# Data under study:
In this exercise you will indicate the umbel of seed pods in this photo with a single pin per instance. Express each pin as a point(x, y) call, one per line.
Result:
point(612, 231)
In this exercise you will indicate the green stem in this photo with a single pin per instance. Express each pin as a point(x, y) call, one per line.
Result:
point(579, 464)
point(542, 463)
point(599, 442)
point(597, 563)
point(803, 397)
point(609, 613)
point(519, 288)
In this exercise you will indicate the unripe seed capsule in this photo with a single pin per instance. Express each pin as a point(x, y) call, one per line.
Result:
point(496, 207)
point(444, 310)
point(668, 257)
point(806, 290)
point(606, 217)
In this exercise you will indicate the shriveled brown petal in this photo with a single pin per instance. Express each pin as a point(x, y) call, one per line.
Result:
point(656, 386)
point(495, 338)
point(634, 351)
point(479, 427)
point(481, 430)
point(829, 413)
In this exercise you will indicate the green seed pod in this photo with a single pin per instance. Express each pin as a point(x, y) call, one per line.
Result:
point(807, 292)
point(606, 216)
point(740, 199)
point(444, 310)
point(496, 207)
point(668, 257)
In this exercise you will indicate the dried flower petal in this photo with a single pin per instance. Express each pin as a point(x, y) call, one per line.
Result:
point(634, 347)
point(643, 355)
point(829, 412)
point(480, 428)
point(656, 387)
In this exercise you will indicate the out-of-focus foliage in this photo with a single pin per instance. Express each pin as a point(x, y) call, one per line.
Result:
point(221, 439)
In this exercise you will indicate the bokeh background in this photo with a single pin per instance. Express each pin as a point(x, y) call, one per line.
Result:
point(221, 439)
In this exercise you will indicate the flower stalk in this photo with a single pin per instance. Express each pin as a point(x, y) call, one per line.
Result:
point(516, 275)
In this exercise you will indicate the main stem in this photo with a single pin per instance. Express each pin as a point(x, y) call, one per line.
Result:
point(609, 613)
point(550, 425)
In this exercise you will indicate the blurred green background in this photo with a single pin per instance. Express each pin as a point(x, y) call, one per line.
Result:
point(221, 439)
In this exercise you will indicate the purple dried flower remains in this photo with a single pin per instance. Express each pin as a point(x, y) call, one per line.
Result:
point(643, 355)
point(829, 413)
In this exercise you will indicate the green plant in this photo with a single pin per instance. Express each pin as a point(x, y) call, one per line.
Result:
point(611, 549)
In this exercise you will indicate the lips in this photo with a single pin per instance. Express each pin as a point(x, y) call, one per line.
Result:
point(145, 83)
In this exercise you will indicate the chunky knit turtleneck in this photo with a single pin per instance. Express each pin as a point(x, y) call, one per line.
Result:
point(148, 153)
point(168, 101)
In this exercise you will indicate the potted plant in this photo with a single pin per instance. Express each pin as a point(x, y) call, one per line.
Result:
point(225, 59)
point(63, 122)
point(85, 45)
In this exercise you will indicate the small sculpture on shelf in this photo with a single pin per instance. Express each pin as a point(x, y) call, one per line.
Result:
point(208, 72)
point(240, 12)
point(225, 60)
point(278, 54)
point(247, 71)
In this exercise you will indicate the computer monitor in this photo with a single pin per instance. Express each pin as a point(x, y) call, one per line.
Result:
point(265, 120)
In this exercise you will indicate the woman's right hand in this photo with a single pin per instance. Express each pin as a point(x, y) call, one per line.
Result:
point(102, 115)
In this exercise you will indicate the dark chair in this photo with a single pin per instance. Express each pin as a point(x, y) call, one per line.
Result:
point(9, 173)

# Exercise prompt:
All of the material above must be transcribed exactly, with no line dropped.

# Written response:
In this exercise you will indicate the umbel of seed pods in this photo with a single pin per instance. Express each pin as a point(x, y) call, one per line.
Result:
point(612, 231)
In this exercise you will indicate the green stem in this photo with a single pin per instance. Express each pin as a point(x, y) call, one per line.
Result:
point(579, 464)
point(542, 463)
point(599, 442)
point(597, 563)
point(803, 397)
point(609, 613)
point(519, 288)
In this exercise you will indicate the unripe seed capsule in this photo with a single pin per instance. Express each pin as a point(x, y) call, one per line.
Result:
point(496, 207)
point(444, 310)
point(668, 257)
point(806, 290)
point(606, 217)
In this exercise you will indicate the shriveled brown petal in this photo with a single pin per instance. Express each pin as a point(x, y) call, one per line.
Result:
point(656, 386)
point(495, 338)
point(634, 351)
point(479, 427)
point(481, 430)
point(829, 413)
In this exercise you will indicate the green seed pod in this photo with a single pin per instance. Express each pin as a point(x, y) call, one per line.
Result:
point(807, 292)
point(606, 216)
point(740, 199)
point(444, 310)
point(496, 207)
point(668, 257)
In this exercise you will indicate the dried flower petal in this photo with a single pin per instance. Express each pin as a point(x, y) call, one per line.
Result:
point(634, 347)
point(643, 355)
point(829, 412)
point(480, 428)
point(656, 387)
In this exercise you will indicate the out-of-focus foliage in this photo with a single pin per instance. Express each pin as a point(x, y) call, one per line.
Result:
point(221, 439)
In this exercise you will indicate the bokeh background in this photo with a single pin per instance. Express each pin as a point(x, y) call, one per line.
Result:
point(221, 439)
In this exercise you will indicate the flower stalk in this photo with a single pin per instance. Express each pin as a point(x, y) call, one per line.
Result:
point(516, 275)
In this exercise you will indicate the main stem in this photo with a single pin per instance. Express each pin as a point(x, y) call, one per line.
Result:
point(609, 613)
point(550, 425)
In this exercise you will indicate the blurred green background in this photo with a single pin per instance. Express each pin as a point(x, y) call, one per line.
Result:
point(221, 439)
In this exercise you will indicate the purple dried flower remains in this photo with a single pin per instance. Express each pin as a point(x, y) call, one per line.
Result:
point(643, 355)
point(829, 413)
In this exercise you will indicate the green plant in this photo with a single pin per instance. Express each pin as a point(x, y) call, one per line.
Result:
point(611, 549)
In this exercise you will indicate the lips in this photo with a single pin per instance. Express each pin as a point(x, y) call, one per line.
Result:
point(145, 83)
In this exercise you will indicate the chunky knit turtleneck in this photo with a single pin per instance. Express each pin as a point(x, y) call, one per line.
Result:
point(148, 153)
point(168, 101)
In this exercise you will indicate the potted plant in this photo with a single pin per instance. Express each pin as a point(x, y) call, one per line.
Result:
point(225, 59)
point(63, 122)
point(85, 45)
In this exercise you will indicate the small sculpture on shelf in this photo with a single pin per instance. Express each pin as a point(x, y) call, one per line.
Result:
point(208, 72)
point(240, 12)
point(225, 60)
point(278, 54)
point(247, 71)
In this exercise you will indicate the computer monitor in this photo with a single pin per instance. Express each pin as a point(x, y) call, one per line.
Result:
point(265, 120)
In this exercise you will indicate the woman's right hand in this photo with a single pin per instance. Express each pin as a point(x, y) call, one per line.
Result:
point(102, 115)
In this exercise you will indicate the dark chair in this photo with a single pin per instance. Express each pin as a point(x, y) call, one per line.
Result:
point(9, 173)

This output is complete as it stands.